モリターは2004年に招かれてシアトルで臨時打撃コーチをやり、この年にシーズン最多安打記録を塗り替えることになるイチローに「初球打ちはするな」と戒めた(笑)
だが、そのモリター自身は、たとえば最もホームランを打っているのは「初球」なのであって、指導方針とモリター自身のキャリアは、まったくもって矛盾している(笑)

モリターは、キャリア後半にDHになって以降のバッティングスタイルの変更で大きな成功をおさめた自分自身のキャリア特性から、「打ち気にはやっていた若い頃のスタイルは間違っていた。やはり、じっくりボールを見てスイングするスタイルが、打者として正しい道だ」とでも思いこんでいるのだろうが、悪いけれど、それは「若い頃は振り回してばかりで、スタッツはたいしたことはなかった」モリター個人のキャリア特性から出た考え方であって、他に類をみないイチローのプレースタイルや天才ぶりとは全く無縁の話だし、また、モリターは、自分の晩年のプレースタイルがいくら自分には向いていたとしても、それがすべての打者にあてはまるルールになるとは言えないことすら、すっかり忘れている。単に自分のスタイルを押し付けているようでは、指導者にはなれない。

------------------------------

指示文
上記の本文を、一字一句変えずに全文そのまま書き写してください。

------------------------------

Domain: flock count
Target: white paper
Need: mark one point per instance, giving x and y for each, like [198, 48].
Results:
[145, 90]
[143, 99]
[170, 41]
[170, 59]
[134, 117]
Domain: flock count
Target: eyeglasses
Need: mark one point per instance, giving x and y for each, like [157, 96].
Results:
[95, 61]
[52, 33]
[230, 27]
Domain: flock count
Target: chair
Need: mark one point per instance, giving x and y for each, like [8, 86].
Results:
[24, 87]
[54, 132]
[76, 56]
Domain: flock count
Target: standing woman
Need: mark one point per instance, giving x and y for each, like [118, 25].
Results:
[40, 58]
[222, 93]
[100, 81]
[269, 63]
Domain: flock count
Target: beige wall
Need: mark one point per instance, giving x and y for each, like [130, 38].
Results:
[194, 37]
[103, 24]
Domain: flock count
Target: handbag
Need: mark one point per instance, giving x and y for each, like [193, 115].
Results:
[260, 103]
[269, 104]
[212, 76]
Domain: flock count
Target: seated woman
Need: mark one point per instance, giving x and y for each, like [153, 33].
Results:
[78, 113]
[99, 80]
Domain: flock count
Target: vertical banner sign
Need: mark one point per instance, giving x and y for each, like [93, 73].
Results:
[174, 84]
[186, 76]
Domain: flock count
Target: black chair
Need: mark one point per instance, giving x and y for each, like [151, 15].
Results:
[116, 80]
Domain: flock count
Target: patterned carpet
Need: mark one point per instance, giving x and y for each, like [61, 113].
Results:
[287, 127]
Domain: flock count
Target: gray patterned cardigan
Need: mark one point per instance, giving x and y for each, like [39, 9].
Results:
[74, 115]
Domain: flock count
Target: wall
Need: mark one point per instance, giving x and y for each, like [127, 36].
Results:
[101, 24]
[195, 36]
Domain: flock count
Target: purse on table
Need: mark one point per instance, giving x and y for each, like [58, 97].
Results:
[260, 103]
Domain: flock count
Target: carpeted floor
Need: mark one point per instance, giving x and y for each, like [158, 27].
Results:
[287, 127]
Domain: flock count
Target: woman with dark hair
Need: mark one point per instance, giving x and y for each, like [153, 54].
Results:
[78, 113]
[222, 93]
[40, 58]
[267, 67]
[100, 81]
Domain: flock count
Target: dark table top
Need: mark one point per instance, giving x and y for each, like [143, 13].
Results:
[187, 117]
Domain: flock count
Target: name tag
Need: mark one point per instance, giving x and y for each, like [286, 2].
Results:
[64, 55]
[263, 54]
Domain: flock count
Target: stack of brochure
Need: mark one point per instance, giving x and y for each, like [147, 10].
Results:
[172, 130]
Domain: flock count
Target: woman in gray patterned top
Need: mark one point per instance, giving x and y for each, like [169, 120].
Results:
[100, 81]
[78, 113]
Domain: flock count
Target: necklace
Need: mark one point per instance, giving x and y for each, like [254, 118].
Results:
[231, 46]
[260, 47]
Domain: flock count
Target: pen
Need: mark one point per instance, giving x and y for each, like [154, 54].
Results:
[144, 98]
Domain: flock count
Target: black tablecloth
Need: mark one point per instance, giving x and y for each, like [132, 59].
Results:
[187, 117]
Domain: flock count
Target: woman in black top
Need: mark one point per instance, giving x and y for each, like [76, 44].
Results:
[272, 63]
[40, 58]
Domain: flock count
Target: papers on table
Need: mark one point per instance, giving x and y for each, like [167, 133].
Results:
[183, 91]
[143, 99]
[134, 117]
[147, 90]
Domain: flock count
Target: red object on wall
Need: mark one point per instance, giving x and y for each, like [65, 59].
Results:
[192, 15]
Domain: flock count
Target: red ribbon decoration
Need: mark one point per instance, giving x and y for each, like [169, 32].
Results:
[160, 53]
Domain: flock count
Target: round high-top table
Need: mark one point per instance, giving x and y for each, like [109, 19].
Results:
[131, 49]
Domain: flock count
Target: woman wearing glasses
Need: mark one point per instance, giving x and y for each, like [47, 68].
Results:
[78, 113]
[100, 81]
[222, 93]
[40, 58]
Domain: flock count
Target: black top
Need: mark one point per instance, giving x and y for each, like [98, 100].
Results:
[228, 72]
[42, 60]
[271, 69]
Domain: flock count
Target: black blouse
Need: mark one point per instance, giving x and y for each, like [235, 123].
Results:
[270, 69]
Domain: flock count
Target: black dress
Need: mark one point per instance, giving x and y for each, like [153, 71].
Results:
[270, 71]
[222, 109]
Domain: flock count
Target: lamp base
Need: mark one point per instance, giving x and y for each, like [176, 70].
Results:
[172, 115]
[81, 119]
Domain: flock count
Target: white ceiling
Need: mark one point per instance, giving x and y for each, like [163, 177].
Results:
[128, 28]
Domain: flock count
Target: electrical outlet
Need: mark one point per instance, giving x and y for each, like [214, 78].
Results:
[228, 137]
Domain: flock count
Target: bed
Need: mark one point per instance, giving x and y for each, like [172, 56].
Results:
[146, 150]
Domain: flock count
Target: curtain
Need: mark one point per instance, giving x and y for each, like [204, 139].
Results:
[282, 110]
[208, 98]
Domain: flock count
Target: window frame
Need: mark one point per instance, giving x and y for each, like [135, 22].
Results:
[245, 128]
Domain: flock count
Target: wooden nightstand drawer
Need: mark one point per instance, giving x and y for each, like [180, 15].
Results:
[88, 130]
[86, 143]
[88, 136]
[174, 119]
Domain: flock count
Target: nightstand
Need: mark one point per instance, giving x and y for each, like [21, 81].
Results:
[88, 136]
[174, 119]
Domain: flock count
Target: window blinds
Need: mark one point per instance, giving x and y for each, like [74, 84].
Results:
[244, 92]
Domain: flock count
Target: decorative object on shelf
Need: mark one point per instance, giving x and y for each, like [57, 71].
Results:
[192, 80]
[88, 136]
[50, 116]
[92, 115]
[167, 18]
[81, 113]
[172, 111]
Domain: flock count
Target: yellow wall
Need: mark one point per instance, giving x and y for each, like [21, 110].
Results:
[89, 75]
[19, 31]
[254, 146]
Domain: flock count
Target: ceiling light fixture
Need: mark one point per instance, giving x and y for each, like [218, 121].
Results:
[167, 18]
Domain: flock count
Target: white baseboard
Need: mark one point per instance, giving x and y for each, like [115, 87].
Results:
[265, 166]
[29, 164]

------------------------------

解答
モリターは2004年に招かれてシアトルで臨時打撃コーチをやり、この年にシーズン最多安打記録を塗り替えることになるイチローに「初球打ちはするな」と戒めた(笑)
だが、そのモリター自身は、たとえば最もホームランを打っているのは「初球」なのであって、指導方針とモリター自身のキャリアは、まったくもって矛盾している(笑)

モリターは、キャリア後半にDHになって以降のバッティングスタイルの変更で大きな成功をおさめた自分自身のキャリア特性から、「打ち気にはやっていた若い頃のスタイルは間違っていた。やはり、じっくりボールを見てスイングするスタイルが、打者として正しい道だ」とでも思いこんでいるのだろうが、悪いけれど、それは「若い頃は振り回してばかりで、スタッツはたいしたことはなかった」モリター個人のキャリア特性から出た考え方であって、他に類をみないイチローのプレースタイルや天才ぶりとは全く無縁の話だし、また、モリターは、自分の晩年のプレースタイルがいくら自分には向いていたとしても、それがすべての打者にあてはまるルールになるとは言えないことすら、すっかり忘れている。単に自分のスタイルを押し付けているようでは、指導者にはなれない。